_EXERCISES_
1. Please edit the passage on face masks: give it again from "That is the" up to and including "smaller infectious particles.", with "plane" replaced by "train".
2. According to the passage on face masks, what did the Governor of New York recently make a requirement?

_DOCUMENT TEXT_
By Joe Chow, MD, TeamHealth President Ambulatory Care

That is the question. The recommendations regarding wearing a surgical or cloth mask have changed a bit, but the utility has not. Even a few years ago, if I saw anyone wearing a mask while traveling, I would purposely try to avoid him or her.

Imagine boarding a plane and your only choice is to sit next to a masked passenger. But, maybe that’s the safest place to sit. Clearly, with coronavirus dominating the news, surgical masks are out of stock and many people are wearing homemade versions.

To clarify, surgical masks are different from true respirators, such as the N95, which should be fit tested for leakage and filters large and small aerosolized particles. The N95s should be worn by healthcare workers, if available, especially for high-risk procedures such as intubations. When properly fitted, they filter out smaller infectious particles.

Surgical masks or homemade cloth masks primarily protect others from a sick person coughing. In New York, the Governor recently made it a requirement for people to wear face masks or coverings when out in public.  Because some people will be asymptomatic or have few symptoms, but can still infect others, using a mask in public is a good idea. While original recommendations did not call for masks, their protective effect may help limit the spread of coronavirus tremendously.

Ultimately, the best defense in public is to wear a mask, wash your hands, don’t touch your face and avoid direct contact with those who are sick.

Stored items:
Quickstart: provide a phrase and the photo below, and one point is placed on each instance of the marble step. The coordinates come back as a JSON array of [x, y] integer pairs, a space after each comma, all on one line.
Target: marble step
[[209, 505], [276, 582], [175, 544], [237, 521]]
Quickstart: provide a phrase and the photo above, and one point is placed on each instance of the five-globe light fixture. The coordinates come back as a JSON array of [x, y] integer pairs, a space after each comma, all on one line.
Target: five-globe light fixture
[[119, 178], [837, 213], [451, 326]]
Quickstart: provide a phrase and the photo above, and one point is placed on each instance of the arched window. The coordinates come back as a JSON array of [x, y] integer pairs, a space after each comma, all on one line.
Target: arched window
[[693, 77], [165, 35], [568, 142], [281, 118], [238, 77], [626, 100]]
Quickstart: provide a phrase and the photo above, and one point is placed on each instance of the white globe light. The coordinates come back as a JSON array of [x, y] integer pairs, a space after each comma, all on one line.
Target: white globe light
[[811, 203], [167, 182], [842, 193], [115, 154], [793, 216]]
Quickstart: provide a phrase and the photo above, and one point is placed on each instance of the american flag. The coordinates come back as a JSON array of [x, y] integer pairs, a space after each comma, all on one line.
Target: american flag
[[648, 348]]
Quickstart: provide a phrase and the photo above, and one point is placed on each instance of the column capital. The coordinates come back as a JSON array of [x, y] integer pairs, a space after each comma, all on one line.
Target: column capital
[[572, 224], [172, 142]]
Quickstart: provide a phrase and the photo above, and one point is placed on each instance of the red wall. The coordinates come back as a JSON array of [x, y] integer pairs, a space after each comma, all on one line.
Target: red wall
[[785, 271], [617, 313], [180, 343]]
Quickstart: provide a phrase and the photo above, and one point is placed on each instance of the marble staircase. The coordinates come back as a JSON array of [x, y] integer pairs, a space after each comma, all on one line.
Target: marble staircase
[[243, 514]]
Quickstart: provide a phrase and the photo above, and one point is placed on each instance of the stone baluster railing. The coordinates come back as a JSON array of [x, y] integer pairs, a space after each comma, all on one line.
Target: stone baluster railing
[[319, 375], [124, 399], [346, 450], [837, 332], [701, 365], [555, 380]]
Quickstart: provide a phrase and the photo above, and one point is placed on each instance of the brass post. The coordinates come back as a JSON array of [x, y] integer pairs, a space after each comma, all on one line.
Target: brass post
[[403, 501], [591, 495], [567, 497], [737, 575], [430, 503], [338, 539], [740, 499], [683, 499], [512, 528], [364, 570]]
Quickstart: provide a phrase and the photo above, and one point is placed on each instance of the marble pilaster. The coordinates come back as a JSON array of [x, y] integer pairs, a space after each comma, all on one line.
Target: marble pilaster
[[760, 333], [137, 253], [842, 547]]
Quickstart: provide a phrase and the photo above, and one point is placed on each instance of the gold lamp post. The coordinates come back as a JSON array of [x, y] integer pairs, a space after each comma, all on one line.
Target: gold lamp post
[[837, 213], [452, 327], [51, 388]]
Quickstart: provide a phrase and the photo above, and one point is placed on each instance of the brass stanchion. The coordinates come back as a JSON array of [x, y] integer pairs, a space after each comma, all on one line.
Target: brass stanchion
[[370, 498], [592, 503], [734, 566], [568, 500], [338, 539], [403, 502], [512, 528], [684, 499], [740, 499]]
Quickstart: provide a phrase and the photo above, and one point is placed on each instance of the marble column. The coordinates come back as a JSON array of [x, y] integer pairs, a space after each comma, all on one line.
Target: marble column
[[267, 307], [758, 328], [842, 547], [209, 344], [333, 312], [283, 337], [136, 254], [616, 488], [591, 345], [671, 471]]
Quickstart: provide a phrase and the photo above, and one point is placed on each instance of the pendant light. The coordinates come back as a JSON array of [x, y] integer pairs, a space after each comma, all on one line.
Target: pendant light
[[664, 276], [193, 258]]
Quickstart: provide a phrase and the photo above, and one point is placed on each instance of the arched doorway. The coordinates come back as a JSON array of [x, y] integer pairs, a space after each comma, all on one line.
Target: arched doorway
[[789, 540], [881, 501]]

_ANSWERS TO THE TASKS_
1.
That is the question. The recommendations regarding wearing a surgical or cloth mask have changed a bit, but the utility has not. Even a few years ago, if I saw anyone wearing a mask while traveling, I would purposely try to avoid him or her.

Imagine boarding a train and your only choice is to sit next to a masked passenger. But, maybe that’s the safest place to sit. Clearly, with coronavirus dominating the news, surgical masks are out of stock and many people are wearing homemade versions.

To clarify, surgical masks are different from true respirators, such as the N95, which should be fit tested for leakage and filters large and small aerosolized particles. The N95s should be worn by healthcare workers, if available, especially for high-risk procedures such as intubations. When properly fitted, they filter out smaller infectious particles.

2. People must wear face masks or coverings when out in public.